Stated goal — Repeat the listing that follows, character for character, minus the pictures.
==== Extracted information ====
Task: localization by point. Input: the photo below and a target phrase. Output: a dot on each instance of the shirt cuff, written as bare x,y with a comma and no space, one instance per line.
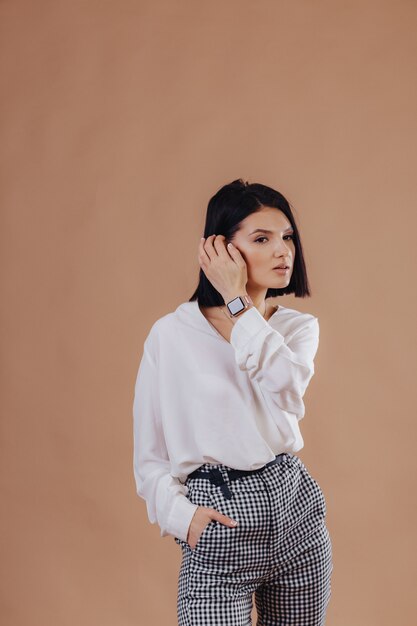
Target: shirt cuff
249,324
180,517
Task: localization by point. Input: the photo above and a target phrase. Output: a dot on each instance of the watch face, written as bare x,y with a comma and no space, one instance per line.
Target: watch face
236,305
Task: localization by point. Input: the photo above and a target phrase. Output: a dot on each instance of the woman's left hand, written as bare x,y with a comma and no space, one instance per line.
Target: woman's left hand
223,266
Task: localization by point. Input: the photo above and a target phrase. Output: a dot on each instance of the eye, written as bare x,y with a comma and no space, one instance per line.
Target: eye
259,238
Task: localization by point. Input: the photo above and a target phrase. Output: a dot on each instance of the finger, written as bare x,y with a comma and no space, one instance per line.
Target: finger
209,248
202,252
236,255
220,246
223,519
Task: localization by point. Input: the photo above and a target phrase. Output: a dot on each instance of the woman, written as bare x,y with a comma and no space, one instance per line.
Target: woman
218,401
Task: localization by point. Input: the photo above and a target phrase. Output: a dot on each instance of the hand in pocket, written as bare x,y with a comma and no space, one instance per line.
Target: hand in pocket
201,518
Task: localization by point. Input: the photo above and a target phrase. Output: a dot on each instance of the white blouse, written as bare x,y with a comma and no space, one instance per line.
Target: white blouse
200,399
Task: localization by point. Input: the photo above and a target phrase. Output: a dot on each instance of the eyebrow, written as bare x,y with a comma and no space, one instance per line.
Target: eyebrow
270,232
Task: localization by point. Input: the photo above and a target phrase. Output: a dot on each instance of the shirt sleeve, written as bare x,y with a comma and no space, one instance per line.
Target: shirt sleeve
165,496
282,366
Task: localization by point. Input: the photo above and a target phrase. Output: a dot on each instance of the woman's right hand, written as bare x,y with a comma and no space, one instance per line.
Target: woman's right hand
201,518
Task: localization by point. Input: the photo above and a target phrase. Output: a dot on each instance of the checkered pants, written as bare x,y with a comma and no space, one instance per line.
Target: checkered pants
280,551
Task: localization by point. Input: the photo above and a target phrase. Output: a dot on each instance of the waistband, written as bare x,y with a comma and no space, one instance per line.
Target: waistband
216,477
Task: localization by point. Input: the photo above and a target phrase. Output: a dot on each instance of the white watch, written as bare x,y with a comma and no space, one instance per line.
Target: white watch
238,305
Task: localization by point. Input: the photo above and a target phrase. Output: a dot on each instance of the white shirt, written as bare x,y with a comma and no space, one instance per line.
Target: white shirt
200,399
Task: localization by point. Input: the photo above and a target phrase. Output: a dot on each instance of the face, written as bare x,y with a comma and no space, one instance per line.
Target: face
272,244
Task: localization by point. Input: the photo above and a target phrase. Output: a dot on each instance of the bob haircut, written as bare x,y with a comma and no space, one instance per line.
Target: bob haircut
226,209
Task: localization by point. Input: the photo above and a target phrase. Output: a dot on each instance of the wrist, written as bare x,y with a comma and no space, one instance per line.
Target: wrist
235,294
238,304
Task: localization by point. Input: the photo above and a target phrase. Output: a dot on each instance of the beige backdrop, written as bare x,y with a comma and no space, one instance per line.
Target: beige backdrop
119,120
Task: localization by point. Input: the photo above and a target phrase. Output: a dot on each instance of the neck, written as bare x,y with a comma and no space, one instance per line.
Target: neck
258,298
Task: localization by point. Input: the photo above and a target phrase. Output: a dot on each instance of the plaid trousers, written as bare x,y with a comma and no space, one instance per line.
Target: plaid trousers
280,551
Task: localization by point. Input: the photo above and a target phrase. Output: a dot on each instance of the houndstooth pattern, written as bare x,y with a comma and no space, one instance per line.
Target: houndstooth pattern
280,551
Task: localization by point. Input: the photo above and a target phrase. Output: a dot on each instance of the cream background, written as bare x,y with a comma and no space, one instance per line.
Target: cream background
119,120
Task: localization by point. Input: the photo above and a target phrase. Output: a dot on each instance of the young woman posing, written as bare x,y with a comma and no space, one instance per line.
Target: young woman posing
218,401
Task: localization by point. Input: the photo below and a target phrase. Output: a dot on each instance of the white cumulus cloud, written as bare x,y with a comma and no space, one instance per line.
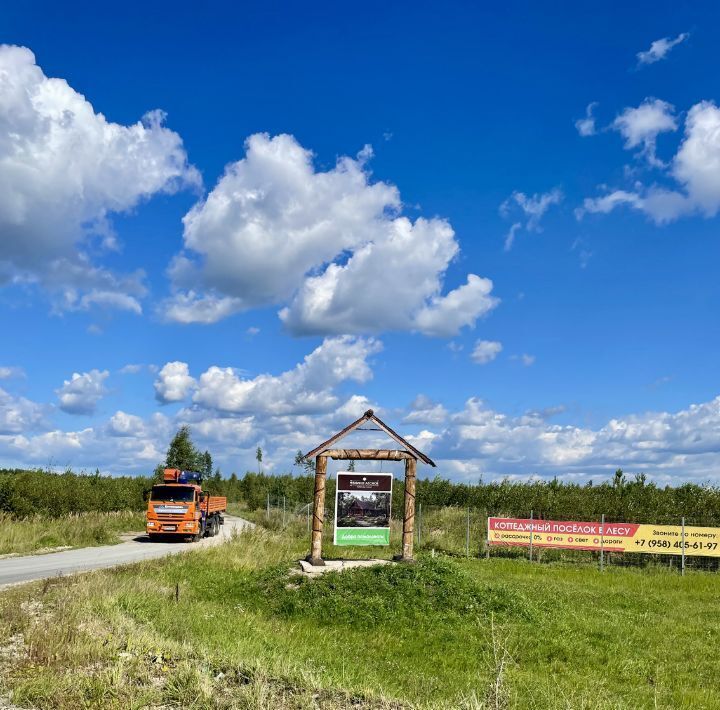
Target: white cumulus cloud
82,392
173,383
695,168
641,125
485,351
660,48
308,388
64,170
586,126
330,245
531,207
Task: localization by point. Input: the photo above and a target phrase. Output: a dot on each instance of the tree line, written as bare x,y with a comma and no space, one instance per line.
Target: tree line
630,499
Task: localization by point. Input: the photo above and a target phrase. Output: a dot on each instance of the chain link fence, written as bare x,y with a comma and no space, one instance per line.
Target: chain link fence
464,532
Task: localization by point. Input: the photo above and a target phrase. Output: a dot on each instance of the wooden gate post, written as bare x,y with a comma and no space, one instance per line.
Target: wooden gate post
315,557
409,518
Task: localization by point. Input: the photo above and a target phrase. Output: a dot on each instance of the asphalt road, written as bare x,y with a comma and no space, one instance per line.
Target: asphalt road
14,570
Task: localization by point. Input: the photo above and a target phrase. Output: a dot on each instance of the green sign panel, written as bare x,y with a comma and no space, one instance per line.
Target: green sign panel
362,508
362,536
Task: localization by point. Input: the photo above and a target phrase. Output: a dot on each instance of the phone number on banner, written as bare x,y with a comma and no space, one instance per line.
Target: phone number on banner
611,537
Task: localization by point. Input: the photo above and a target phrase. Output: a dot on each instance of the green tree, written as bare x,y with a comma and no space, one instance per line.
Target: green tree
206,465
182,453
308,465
====
Answer to the exercise —
Task: localization by point. Input: the photo below and a target phrase. Output: a dot on each instance of the shirt cuff, written as bare x,y with a comma and no space, one instance per line.
Target: shirt cuff
249,324
180,517
Task: localization by point. Input: the photo above and a target phrase. Output: a dot on each instance of the watch face, written as bare x,y with a comma and no space, one instance per line.
Target: watch face
236,305
Task: localization by point. Input: the photo above and a target phrase. Output: a dot on each instance of the woman's left hand, written as bare x,y with a comma and no space, one instance per line.
Target: woman's left hand
223,266
Task: localization by point. Input: the photo above and a target phrase. Output: a dot on each instance of the eye, written as bare x,y with a comma and no space, one instance per line.
Target: eye
259,238
Task: localization by point. Input: the photo above and a target phrase. Output: a dot on each instance of the finger, written as bare x,y with a comma and no space, one instance per line.
Target: finger
209,248
202,252
236,255
220,246
223,519
Task: localization by point. Input: the photo above and a target phrase. Output: a dot on each instance of the woman, written as bare x,y with a comma and no space, one instance per line.
Target: woman
218,401
Task: localization by point. Input: the photo above and a target phrase. Output: a dot on each instance of the hand in pocket, written as bare x,y with a comma and no space, one instance per line.
Target: hand in pocket
201,518
Task: localization by point. Input: the photo above and a target phrase. Output: a dot on each instance of the white blouse, written as bare x,y with a comma and no space, one instance per line.
Target: white blouse
200,399
Task: localization by point. Input: the photo above and a target phrase. Output: a dot on each instance of the eyebrow, written as bare x,y with a comma and no space, one instance per line.
Target: eyebrow
270,232
Task: localization by point. Input: the photo above and a target phrase. Output: a dot on each instance of the shirt sleeve, written as bare x,y with a comma and no space, one instance per line.
Target: shirt sleeve
165,496
282,366
Task: localization by point. Input: the photo above and a target phrase. Output: a dot on each instance of the woman's right hand, written as bare x,y with a comma and no space, one instance per line.
Target: woman's right hand
201,518
Task: localization by point. Input: the photo above and a target phrase. Output: a dot on each instance of the checkered pants, written as bare x,y with a comma and no space, one instance per line.
Target: checkered pants
280,551
Task: localization by point. Input: the photo above and a target phrase. Output: a dot on each instance of the waistband, written as bare x,y with a comma and no space, one instance per line.
Target: waistband
216,477
Task: localization by point. Input: the photo above and a target phrase. Output: a dot on each instance of the white watch, written as bare x,y with a comma and no space, one instance per line.
Target: white watch
238,305
Task: localization by point. Input: the photo above and a target phrase. Output: a dot on each instance of the white shirt, written as bare x,y with a comma and no space, one instance per line.
Target: white shirt
200,399
Task: localization by point. Input: the photo above and a target phrase. Output: a dot on each instance of the face, written as bare x,y with a comma and no space, one instance per line.
Target: face
272,244
Task: localization by point. Input: the photo above and a target phrase. Output: a dot on each instance of the bob haircut, written as bare x,y with a comma and no space, one instance per line.
Target: bob haircut
226,209
Task: localization by point. Input: the photo above and a target phrase. Output: a dot on each instance of the wrist, written as bare x,y with a comma and no space, one instance per line.
Target: wrist
235,294
238,304
Task: localization by point. Input: the photo above and a target phrase. Output: a dot on each instance of the beige backdrop, written as bare x,y with a comma and no space, one instance per line.
Target: beige backdrop
119,120
Task: localization by point. Input: the photo above and a target phrase. Output: a dot on each instance of the neck, written as bare x,y with a comma and no space, one instance per line.
Target: neck
258,298
Task: localization by point. Input: the photo above and a target phrase. Output: a dot on each instance of the plaid trousers, written as bare x,y with a comma and no space, one instance per line.
Target: plaid trousers
280,551
Task: localization by point. Input: the photo above and a target phrase. Output: a dot on each instance of the houndstooth pattern, written as bare x,y with a comma and no space, one instance per line.
Target: houndstooth pattern
280,551
Task: localization by point. Input: the photo above and a target phrase. Output: a dot on each instance of the cream background, written as bare x,y with a comma and no space, one instance per line.
Target: cream background
119,120
Task: localization by point. Input: the photo above and a target phrase. Output: a dot on each instance of the young woman posing, written as bare x,y with a comma and no space, one instance per line.
Target: young woman posing
218,401
Task: localization by point. Input: the photo below and a target phrase. Output: a dot on each instance of the white cumulus cloud, written as bare x,y with a comma and no space, one instance per line.
Target: white cumulus cloud
82,392
173,383
695,168
641,125
485,351
660,48
308,388
64,170
586,126
330,245
531,207
Task: localization by point. Input: the photo above and a target phrase. Output: a dot on each instance of the tree line, written as bare x,y with a comma and no space, one instance per line.
Target: tree line
630,499
Task: localization by point. Input: the photo above and a target phrase. Output: a dot on each instance of the chain link fence, written as bare x,y with a comma and no space, one instance per line.
Target: chain link fence
464,532
Task: localization by point. Input: the photo above and a target phrase. Output: a dot on each instance of the wooden gate post, written as bare x,y with a comma and no space, one instance per line.
Target: wooden gate post
315,557
409,518
Task: localization by point. Input: the photo above and a target phrase. Output: a dot on each instance of the asphalt road, written as bare x,y with a comma and no space, one instance per line.
Target: asphalt road
14,570
Task: localization by point. Input: the photo above and a target phrase. Output: a dot on each instance of the green sign panel, written as bare x,y with a comma and no space, one instance per line.
Target: green sign panel
362,508
362,536
Task: localization by point. Input: the photo above and a target phrase. Output: a dot on each instance of the phone number on banner, written as bare x,y with a comma and no space, one instance per line.
Target: phone number on banner
611,537
Task: localization by point. Input: the photo above and a target phrase. Output: a dot on each instance of the green tree, written as bare x,y with a comma and no space, one instance per line.
Target: green tree
206,465
182,453
308,465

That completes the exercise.